(Items listed in a dataset)
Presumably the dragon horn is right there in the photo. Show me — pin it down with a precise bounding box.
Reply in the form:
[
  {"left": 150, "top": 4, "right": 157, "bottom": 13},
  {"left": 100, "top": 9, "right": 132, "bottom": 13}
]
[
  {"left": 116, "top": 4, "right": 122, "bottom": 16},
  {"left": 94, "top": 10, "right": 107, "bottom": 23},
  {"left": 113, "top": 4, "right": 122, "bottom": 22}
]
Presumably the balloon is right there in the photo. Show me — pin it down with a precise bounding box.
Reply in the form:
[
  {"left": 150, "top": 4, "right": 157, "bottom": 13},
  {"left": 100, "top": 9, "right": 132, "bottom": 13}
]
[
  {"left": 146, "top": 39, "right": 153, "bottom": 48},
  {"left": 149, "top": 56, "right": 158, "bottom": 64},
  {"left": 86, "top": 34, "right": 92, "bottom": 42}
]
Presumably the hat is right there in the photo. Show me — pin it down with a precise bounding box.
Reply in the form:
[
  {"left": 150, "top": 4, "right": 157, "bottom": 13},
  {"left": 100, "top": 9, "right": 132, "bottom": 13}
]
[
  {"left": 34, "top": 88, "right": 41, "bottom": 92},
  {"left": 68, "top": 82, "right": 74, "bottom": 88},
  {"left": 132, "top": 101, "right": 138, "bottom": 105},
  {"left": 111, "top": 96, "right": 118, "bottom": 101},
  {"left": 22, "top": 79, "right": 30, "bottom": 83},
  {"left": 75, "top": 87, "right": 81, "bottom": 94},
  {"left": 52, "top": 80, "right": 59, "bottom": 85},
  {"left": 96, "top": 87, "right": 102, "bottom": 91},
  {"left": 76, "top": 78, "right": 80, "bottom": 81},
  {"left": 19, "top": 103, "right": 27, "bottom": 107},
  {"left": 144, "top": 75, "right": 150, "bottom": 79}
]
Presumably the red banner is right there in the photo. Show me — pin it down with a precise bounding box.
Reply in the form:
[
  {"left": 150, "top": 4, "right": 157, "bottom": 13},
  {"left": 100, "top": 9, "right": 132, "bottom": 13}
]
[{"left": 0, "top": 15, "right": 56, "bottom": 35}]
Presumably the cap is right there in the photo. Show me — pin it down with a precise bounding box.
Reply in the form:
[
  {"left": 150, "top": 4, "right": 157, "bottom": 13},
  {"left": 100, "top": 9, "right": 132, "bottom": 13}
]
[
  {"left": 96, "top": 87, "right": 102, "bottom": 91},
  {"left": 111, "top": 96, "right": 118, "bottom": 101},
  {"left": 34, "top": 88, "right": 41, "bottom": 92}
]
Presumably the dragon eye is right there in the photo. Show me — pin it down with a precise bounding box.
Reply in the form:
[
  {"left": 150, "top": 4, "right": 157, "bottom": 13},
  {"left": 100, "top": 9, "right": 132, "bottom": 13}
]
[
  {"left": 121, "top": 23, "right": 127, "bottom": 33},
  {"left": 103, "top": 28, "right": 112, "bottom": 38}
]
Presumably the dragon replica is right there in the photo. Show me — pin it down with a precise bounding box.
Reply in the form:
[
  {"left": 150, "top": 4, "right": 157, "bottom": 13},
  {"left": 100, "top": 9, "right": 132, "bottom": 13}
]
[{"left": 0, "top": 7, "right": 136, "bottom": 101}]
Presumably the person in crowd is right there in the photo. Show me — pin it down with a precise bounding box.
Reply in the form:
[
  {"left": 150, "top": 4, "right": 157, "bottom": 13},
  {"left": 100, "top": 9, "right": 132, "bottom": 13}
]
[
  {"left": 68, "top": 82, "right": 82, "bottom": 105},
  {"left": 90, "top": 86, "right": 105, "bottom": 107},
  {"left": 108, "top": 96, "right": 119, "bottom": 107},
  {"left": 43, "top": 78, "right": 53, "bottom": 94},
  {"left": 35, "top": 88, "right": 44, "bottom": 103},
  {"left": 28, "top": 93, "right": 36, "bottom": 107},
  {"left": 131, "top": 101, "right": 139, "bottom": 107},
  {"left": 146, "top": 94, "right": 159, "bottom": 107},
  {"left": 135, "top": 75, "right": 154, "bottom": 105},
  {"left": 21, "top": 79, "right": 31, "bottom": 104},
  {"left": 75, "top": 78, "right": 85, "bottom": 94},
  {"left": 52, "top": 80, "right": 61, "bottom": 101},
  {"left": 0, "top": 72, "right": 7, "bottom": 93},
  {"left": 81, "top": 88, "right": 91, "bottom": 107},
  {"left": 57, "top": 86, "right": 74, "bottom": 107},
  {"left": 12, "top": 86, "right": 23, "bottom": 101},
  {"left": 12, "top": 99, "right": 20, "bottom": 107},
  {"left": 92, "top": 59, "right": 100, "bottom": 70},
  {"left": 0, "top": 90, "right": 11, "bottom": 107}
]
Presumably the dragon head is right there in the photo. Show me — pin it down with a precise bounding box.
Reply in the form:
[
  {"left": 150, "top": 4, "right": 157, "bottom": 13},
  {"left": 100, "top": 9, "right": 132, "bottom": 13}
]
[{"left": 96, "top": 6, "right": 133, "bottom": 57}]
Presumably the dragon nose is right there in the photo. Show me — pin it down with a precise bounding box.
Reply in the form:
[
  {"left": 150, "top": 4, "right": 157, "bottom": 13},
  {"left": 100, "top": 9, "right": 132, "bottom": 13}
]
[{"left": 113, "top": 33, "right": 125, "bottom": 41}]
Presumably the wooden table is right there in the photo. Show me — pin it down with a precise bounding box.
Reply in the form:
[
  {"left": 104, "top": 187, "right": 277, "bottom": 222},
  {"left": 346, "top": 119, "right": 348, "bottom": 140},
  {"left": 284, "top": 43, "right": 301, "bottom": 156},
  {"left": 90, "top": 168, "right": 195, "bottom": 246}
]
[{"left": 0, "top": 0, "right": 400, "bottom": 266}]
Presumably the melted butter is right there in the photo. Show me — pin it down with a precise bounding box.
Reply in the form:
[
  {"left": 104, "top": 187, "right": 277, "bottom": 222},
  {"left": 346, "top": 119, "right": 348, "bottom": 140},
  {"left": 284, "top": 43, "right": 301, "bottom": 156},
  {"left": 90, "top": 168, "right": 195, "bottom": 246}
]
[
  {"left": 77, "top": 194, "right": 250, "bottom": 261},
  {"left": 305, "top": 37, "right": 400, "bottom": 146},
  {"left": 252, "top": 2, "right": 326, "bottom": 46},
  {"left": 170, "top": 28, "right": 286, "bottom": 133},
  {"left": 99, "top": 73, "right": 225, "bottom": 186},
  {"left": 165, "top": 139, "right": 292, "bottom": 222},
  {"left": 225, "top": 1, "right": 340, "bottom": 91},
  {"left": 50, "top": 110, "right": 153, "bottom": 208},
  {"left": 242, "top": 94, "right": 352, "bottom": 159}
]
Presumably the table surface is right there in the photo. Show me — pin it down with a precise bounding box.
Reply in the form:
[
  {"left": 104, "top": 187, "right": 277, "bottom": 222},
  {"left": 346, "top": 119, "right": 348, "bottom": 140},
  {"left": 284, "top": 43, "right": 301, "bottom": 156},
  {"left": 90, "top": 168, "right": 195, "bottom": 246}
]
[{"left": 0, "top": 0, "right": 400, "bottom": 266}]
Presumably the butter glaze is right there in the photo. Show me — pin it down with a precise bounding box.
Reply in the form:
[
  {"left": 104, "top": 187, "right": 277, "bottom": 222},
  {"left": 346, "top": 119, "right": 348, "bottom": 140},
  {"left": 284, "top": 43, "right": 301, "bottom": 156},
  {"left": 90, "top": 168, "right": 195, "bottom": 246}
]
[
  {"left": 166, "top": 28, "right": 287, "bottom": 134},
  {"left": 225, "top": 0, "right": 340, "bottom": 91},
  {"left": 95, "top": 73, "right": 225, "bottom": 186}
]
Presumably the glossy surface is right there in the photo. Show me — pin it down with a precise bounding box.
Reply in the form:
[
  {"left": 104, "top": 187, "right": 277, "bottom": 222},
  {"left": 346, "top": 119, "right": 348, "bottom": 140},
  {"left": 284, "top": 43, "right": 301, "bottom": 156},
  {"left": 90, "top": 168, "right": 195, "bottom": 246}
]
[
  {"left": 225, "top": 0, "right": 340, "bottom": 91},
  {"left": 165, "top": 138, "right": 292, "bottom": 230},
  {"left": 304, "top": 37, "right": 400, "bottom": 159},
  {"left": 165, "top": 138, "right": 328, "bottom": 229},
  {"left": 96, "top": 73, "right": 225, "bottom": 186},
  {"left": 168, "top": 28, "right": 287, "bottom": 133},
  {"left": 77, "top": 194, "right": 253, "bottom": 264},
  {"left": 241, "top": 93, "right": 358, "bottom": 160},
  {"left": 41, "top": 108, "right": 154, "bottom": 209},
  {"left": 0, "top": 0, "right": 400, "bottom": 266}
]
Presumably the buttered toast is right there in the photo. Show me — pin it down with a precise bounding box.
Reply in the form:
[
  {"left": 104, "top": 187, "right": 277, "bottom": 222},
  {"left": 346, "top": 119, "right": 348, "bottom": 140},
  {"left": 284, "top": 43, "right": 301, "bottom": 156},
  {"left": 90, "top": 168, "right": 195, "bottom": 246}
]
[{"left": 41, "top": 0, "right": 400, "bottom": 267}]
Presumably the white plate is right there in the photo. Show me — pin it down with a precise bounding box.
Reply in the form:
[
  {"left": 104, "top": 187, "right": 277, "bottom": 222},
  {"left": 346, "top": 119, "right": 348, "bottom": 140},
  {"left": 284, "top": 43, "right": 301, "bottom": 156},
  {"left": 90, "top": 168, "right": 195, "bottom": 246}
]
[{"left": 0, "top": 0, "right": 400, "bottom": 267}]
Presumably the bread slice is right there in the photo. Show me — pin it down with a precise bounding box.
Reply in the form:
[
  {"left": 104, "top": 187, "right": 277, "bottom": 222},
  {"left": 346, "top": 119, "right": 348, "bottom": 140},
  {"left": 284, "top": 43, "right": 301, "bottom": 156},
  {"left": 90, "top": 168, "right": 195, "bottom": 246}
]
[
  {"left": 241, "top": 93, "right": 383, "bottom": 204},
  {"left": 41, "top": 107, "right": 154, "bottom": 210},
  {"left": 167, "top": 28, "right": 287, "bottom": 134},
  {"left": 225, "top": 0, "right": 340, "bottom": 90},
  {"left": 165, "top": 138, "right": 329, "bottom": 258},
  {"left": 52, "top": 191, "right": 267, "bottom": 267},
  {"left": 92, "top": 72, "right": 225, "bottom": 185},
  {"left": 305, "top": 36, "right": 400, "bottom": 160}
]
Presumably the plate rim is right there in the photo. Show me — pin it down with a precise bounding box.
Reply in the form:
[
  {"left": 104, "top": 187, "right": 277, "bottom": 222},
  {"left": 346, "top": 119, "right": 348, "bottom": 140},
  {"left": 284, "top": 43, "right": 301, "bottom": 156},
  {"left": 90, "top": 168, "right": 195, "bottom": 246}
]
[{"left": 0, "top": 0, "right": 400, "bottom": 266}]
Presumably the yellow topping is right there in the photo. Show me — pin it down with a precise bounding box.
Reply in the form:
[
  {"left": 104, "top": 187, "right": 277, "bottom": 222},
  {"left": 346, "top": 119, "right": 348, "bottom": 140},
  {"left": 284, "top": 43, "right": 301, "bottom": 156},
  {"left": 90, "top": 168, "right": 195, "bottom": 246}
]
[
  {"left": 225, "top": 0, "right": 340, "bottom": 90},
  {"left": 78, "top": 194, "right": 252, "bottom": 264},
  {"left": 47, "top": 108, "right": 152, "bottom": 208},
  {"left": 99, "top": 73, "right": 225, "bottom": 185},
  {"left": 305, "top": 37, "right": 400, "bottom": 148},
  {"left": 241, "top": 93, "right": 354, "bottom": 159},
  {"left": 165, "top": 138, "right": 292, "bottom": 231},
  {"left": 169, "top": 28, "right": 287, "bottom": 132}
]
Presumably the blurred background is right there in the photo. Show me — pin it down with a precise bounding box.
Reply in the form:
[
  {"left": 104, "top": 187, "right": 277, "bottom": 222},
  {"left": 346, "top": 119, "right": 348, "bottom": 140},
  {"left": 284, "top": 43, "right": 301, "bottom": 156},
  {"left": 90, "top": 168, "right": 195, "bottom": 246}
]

_TASK DETAILS_
Return every line of the data that contains the word "surface", treating uppercase and lowercase as different.

_CORRECT OUTPUT_
Presumably the table surface is right there in the photo. Show me — pin it down with a precise bounding box.
Presumably the glossy surface is right there in the photo. Show me — pin it down with a precise bounding box.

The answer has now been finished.